• [Problem to work on]: Repeat the items below word for word, from the very first line through the line containing "pixel 153 68", and leave the pictures out.

• [Dataset excerpts]:
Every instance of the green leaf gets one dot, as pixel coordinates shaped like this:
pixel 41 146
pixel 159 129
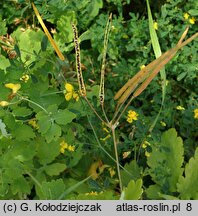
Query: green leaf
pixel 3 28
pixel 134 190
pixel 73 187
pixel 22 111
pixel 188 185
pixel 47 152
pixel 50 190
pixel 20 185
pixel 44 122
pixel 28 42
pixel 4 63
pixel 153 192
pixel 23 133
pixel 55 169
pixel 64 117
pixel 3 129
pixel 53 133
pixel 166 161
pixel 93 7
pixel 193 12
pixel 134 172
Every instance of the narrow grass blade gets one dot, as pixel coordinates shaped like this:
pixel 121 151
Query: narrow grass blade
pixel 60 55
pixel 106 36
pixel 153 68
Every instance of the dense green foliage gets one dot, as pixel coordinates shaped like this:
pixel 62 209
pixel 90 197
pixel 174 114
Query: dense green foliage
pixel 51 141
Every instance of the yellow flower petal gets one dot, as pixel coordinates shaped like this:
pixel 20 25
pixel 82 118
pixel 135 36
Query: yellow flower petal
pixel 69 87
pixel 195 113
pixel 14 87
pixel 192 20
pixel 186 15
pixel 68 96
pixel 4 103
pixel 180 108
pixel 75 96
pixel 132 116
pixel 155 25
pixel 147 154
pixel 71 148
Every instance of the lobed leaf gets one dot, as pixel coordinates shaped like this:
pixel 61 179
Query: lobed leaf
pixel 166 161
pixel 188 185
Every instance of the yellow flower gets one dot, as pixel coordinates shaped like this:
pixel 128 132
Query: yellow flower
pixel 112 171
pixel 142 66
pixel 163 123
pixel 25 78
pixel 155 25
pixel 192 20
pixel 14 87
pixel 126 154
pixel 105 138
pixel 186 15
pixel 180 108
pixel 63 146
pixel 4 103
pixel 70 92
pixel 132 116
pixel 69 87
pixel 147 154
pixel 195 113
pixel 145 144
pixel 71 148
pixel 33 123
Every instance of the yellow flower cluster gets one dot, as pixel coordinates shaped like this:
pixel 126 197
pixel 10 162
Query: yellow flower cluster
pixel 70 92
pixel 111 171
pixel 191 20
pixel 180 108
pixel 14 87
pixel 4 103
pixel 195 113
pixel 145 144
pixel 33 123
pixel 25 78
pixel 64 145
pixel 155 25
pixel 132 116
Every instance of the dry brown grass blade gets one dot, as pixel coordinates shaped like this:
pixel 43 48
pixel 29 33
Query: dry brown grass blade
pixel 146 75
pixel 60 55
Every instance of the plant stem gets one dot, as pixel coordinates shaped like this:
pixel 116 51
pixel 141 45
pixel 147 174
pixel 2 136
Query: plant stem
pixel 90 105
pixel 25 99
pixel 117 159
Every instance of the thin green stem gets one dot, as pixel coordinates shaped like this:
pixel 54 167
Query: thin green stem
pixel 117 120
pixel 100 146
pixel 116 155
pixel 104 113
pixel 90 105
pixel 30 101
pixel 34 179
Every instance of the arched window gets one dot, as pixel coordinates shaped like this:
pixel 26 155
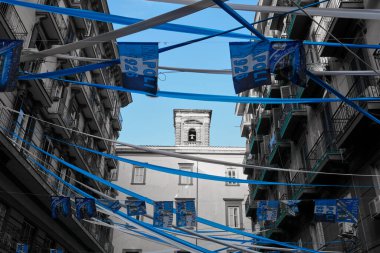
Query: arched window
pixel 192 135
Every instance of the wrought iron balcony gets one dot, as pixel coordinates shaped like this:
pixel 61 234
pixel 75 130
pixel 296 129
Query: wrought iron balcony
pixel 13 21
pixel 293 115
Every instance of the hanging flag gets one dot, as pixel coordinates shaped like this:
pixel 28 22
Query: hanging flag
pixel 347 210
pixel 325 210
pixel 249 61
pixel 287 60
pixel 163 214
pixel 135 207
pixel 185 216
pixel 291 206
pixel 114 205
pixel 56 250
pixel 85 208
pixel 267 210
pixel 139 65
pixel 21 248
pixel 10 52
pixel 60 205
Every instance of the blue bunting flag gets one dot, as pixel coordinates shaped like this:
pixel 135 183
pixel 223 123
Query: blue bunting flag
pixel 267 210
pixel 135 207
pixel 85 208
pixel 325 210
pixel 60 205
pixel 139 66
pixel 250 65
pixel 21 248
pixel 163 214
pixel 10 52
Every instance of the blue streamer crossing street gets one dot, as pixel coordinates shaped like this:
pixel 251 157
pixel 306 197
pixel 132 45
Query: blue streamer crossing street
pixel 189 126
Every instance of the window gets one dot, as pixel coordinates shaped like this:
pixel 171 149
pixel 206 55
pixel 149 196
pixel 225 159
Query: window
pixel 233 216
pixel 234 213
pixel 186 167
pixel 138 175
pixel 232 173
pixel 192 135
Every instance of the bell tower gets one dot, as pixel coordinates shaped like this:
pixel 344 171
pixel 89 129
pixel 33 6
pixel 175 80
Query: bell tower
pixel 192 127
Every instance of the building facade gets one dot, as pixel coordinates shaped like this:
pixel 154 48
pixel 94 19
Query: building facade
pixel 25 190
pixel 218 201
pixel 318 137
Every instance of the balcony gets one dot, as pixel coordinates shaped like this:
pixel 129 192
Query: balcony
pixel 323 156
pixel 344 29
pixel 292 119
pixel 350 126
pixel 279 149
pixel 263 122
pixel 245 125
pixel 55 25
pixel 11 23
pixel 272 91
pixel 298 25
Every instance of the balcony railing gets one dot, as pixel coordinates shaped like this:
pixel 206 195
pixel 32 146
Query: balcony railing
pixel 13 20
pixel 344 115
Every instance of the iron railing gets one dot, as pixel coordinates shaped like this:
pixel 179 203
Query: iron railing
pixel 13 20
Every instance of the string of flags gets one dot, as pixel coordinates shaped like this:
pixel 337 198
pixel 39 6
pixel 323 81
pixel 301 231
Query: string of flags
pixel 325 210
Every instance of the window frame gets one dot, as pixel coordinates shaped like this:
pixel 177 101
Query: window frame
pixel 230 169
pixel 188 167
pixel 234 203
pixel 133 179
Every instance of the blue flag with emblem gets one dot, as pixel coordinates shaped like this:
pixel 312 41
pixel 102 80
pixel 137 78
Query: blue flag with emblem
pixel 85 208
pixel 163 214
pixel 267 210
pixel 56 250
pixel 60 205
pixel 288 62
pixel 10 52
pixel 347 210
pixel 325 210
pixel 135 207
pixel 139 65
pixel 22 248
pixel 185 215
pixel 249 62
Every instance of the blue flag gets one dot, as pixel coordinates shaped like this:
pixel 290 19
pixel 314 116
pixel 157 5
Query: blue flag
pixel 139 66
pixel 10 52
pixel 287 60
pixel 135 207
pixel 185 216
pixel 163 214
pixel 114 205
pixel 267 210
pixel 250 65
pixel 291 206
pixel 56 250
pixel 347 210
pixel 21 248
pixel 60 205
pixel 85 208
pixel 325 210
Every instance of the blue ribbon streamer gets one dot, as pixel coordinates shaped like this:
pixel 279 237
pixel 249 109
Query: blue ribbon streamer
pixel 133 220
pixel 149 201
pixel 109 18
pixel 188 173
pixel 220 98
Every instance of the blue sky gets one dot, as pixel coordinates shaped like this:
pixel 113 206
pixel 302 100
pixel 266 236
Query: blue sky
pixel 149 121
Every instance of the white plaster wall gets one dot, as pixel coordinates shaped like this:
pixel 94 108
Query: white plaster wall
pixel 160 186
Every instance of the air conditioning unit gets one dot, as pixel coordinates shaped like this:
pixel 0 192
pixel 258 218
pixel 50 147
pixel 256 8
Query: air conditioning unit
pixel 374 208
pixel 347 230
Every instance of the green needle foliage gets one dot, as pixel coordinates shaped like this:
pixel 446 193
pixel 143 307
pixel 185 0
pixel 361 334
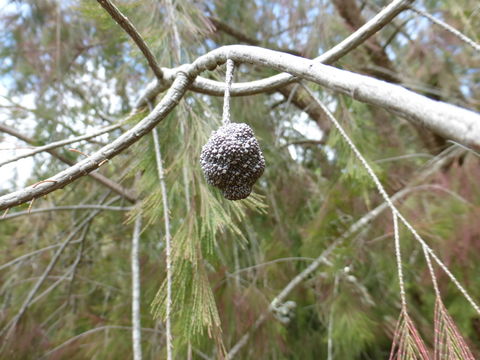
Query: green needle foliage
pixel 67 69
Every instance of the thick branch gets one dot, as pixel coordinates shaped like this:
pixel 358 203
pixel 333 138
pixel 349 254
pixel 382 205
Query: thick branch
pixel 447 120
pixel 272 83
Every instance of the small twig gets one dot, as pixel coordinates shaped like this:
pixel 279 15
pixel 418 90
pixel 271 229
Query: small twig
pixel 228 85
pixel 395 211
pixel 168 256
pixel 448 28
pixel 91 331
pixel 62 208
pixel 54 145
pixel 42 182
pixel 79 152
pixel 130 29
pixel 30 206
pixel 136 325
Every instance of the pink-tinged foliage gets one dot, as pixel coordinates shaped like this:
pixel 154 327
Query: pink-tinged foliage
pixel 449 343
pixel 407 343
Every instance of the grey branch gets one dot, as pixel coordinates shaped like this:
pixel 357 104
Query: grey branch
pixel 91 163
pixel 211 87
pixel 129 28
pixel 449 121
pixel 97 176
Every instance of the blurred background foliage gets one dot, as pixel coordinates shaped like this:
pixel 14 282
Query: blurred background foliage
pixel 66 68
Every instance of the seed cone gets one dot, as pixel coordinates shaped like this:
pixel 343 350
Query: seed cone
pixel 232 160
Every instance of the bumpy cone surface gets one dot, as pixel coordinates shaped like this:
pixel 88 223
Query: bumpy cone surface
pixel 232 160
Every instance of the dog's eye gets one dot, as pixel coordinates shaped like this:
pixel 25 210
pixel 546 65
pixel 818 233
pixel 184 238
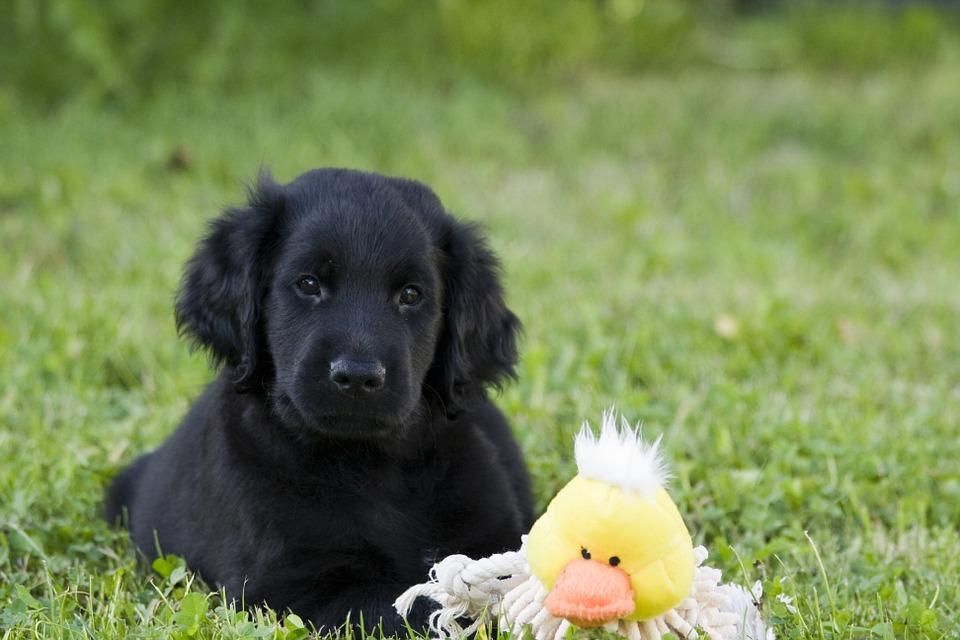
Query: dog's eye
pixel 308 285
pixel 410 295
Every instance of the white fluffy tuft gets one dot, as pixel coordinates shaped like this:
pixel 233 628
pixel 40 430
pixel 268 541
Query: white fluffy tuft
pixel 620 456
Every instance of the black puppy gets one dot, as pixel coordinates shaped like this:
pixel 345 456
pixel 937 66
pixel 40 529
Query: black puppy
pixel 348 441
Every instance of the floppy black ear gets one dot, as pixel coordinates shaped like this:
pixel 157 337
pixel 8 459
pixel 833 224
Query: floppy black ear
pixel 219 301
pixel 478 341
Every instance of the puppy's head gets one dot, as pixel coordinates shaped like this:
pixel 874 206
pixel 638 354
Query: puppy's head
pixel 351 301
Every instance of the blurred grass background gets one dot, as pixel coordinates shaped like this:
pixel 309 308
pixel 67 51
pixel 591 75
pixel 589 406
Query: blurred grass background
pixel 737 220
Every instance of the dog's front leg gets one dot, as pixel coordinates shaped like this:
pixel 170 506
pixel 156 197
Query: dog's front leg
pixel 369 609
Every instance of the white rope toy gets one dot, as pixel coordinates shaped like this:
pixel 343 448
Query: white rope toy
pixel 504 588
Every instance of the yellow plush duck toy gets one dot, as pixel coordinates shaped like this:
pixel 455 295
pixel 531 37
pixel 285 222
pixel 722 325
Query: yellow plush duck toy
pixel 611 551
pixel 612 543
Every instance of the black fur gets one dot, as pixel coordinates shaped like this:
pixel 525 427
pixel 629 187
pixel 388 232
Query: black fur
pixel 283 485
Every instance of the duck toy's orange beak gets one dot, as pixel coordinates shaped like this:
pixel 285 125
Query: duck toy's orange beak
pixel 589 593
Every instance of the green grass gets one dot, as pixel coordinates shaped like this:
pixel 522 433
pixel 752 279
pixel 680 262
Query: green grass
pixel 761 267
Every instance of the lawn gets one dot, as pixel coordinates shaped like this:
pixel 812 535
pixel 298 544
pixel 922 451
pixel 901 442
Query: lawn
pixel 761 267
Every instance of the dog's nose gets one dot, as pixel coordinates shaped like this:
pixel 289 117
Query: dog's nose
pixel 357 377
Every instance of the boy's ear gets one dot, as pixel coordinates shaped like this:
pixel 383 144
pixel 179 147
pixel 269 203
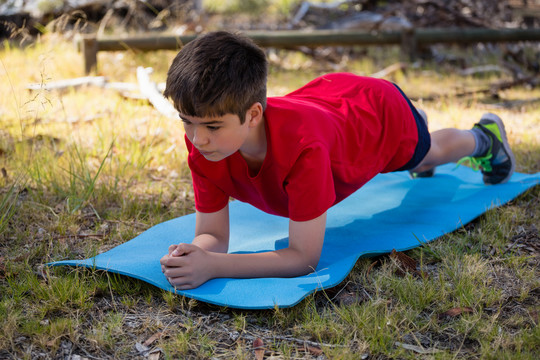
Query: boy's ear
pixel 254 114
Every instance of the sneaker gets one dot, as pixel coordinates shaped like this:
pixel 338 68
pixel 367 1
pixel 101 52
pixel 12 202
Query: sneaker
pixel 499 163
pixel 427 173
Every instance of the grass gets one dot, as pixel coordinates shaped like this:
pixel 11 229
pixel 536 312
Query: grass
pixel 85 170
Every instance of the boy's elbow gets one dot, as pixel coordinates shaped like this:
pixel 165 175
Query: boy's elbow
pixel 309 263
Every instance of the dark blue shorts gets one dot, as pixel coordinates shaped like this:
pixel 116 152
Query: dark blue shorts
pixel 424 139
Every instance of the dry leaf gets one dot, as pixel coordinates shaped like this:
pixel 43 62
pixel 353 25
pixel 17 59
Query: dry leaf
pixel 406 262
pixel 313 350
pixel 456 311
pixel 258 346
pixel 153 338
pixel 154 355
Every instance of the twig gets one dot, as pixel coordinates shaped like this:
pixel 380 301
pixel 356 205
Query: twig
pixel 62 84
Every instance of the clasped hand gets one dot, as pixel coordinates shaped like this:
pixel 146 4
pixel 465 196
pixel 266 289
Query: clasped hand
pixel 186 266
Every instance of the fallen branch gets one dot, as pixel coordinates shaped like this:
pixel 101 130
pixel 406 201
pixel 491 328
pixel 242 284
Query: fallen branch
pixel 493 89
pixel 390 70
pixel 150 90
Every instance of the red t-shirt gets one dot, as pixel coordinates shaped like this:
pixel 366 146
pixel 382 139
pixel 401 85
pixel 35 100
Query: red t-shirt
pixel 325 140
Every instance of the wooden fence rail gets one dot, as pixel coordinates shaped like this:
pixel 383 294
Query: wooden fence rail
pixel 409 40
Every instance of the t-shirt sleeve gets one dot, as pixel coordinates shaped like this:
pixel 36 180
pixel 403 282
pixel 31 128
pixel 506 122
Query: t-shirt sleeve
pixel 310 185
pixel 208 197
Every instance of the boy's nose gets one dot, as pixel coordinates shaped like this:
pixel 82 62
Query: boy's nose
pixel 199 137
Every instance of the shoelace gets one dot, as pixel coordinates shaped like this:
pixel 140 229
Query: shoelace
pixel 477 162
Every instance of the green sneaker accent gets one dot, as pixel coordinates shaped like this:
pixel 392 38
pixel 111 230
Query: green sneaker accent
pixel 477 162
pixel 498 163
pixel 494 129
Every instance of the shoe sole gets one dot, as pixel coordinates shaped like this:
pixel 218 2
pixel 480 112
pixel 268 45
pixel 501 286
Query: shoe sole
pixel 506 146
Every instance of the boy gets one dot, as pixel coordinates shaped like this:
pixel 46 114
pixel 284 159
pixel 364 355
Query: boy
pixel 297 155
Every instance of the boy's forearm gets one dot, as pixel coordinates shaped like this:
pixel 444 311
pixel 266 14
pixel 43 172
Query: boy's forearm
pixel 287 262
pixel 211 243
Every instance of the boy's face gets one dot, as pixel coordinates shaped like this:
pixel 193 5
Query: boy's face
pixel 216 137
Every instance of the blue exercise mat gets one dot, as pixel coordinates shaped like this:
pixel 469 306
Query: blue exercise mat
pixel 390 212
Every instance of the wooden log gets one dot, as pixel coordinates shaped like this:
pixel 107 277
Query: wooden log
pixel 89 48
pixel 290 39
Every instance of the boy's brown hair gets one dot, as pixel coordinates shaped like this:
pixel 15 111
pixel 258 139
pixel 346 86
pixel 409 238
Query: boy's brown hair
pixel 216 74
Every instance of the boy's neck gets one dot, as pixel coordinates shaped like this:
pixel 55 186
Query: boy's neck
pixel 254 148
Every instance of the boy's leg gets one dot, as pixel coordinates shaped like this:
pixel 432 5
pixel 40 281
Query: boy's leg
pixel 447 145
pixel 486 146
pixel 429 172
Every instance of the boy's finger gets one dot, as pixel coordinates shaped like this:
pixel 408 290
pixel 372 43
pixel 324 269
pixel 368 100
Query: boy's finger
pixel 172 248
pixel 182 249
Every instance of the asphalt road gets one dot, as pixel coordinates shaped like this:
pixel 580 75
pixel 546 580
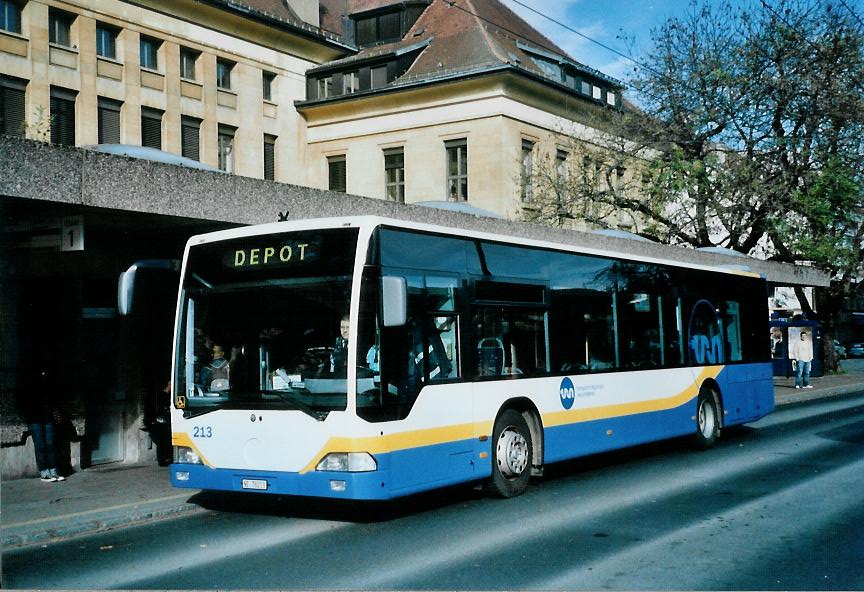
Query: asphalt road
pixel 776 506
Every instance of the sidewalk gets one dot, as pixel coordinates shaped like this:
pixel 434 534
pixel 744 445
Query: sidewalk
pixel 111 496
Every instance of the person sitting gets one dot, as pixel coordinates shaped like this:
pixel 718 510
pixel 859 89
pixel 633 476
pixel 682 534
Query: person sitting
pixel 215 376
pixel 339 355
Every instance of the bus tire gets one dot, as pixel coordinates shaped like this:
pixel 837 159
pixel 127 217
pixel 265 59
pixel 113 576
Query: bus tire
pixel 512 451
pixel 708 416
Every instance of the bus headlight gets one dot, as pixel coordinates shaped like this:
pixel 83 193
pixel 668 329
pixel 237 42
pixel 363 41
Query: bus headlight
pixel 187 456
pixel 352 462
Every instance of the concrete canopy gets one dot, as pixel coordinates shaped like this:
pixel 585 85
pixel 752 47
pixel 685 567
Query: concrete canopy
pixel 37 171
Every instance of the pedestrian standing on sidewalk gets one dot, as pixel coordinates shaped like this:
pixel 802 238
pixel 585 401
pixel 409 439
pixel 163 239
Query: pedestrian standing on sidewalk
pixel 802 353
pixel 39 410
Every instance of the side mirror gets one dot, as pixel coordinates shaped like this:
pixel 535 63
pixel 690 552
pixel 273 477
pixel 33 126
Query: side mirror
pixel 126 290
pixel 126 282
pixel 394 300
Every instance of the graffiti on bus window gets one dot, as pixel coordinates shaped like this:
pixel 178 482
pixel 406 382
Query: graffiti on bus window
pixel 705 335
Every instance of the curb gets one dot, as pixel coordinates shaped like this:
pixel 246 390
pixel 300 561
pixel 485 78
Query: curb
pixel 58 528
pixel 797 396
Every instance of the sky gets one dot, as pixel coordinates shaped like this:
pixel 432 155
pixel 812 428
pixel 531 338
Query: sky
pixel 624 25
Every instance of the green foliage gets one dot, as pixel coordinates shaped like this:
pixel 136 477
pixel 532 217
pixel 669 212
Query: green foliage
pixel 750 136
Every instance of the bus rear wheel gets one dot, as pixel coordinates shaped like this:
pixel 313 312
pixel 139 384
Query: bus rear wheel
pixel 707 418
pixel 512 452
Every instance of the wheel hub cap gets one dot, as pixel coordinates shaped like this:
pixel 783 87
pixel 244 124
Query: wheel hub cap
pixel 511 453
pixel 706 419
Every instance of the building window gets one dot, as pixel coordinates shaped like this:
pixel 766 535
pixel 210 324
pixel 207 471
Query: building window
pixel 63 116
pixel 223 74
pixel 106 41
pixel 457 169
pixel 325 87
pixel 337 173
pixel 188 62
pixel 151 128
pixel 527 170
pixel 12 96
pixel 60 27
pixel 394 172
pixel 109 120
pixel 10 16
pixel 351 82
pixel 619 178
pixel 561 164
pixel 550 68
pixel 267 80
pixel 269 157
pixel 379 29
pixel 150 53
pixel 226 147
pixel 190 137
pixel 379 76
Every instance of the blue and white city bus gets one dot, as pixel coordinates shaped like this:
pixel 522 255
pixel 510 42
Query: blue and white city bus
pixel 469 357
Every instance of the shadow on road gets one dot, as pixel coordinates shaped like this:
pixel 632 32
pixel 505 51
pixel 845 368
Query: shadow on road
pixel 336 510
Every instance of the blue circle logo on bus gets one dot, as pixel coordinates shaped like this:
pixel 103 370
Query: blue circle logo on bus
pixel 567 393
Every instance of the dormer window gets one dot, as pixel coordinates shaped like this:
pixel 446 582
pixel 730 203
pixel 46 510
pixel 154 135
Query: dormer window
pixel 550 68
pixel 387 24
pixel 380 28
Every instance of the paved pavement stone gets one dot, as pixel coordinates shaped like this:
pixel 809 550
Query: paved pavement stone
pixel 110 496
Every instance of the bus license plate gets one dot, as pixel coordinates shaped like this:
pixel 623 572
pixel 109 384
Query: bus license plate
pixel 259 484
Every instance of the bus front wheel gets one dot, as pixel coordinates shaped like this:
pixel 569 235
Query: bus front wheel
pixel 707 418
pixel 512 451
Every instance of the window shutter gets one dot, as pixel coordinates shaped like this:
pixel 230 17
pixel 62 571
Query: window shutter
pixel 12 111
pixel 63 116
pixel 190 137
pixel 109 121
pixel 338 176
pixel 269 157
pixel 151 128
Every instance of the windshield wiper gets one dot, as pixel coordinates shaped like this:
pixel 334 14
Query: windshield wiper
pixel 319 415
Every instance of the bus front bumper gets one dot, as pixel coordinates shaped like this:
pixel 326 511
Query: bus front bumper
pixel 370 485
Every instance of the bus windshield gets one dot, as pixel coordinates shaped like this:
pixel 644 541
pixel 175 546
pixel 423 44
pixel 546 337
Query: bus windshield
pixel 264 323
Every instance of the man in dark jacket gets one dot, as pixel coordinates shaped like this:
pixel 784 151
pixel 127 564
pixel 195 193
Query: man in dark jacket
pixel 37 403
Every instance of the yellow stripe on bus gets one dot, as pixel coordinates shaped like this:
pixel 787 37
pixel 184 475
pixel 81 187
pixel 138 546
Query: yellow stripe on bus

• [Result below]:
Every instance of the green leaf gets one dot, as pixel coordinates shaped like this:
pixel 41 146
pixel 159 129
Query: green leaf
pixel 3 28
pixel 134 190
pixel 73 187
pixel 22 111
pixel 188 185
pixel 47 152
pixel 50 190
pixel 20 185
pixel 44 122
pixel 28 42
pixel 4 63
pixel 153 192
pixel 23 133
pixel 55 169
pixel 64 117
pixel 3 129
pixel 53 133
pixel 166 161
pixel 93 7
pixel 193 12
pixel 134 172
Every instance of the narrow grass blade gets one dot, as pixel coordinates shaped like this:
pixel 121 151
Query: narrow grass blade
pixel 60 55
pixel 106 36
pixel 153 68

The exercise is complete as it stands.